La
fonte del diritto del nascente Stato liberale italiano fu lo Statuto del
Regno o Statuto Fondamentale della Monarchia di Savoia,
noto universalmente come Statuto
Albertino dal
nome del re che lo concesse (carta ottriata) e lo promulgò: Carlo
Alberto di Savoia,
Statuto,
poi adottato
dal Regno
sardo-piemontese il 4
marzo 1848.
Nel preambolo autografo lo stesso Carlo Alberto definisce lo Statuto
come «Legge fondamentale perpetua ed irrevocabile della
Monarchia sabauda».
Il 17
marzo 1861,
con la fondazione del Regno
d'Italia,
divenne la carta fondamentale della nuova Italia unita
e rimase formalmente tale, pur con modifiche, fino al
biennio 1944-1946 quando,
con successivi decreti
legislativi,
fu adottato un regime
costituzionale transitorio valido
fino all'entrata in vigore della Costituzione
della Repubblica Italiana,
il 1º
gennaio 1948.

..........

* [Consegne]
1. Elenca tutte le date complete di giorno, mese e anno che compaiono nel brano sullo Statuto Albertino.
2. Scrivi il seguito del brano sullo Statuto Albertino, riprendendo subito dopo l'ultima frase.

* [Materiale fornito]

..........

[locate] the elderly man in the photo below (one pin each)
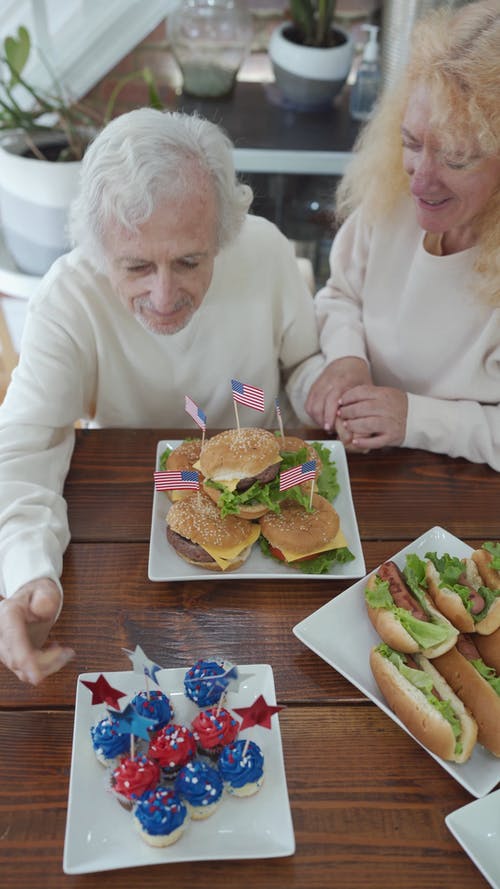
(172, 290)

..........

* [Risposte]
1.
4 marzo 1848
17 marzo 1861
1º gennaio 1948

2.
Lo Statuto Albertino, nonostante non abbia natura di fonte
legislativa sovraordinata alla legge ordinaria, può essere
considerato a tutti gli effetti un primo esempio di costituzione
breve.
Lo
Statuto
riveste una importanza fondamentale per decodificare la tendenza
“ambigua” della cultura giuridica italiana la quale sceglie la
forma e penalizza la sostanza preferendo non
concedere diritti all' individuo ma lasciarlo immerso nella
presunzione dei diritti. I
diritti vengono enunciati poichè giustificano la stessa esistenza
giuridica la quale è il vero motivo dei diritti subiettivi
individuali trattati poi specificamente dalle leggi. Per
sintetizzare: i Principi vengono enunciati formalmente poi le leggi
li rendono espliciti e godibili,li negano o li annunciano
formalmente ma non vengono sostanziati.
In Italia si svilupperà una lunga tradizione di diritti, enunciati
nel Principio ma negati nella sostanza.
L’inquadramento delle disposizioni statutarie e della successiva
evoluzione legislativa entro un
modello squisitamente statualistico, che, nella formulazione dello Statuto ha ormai abbandonato ogni
suggestione giusnaturalistica, appare chiara nella dottrina dell’epoca
dello Statuto stesso.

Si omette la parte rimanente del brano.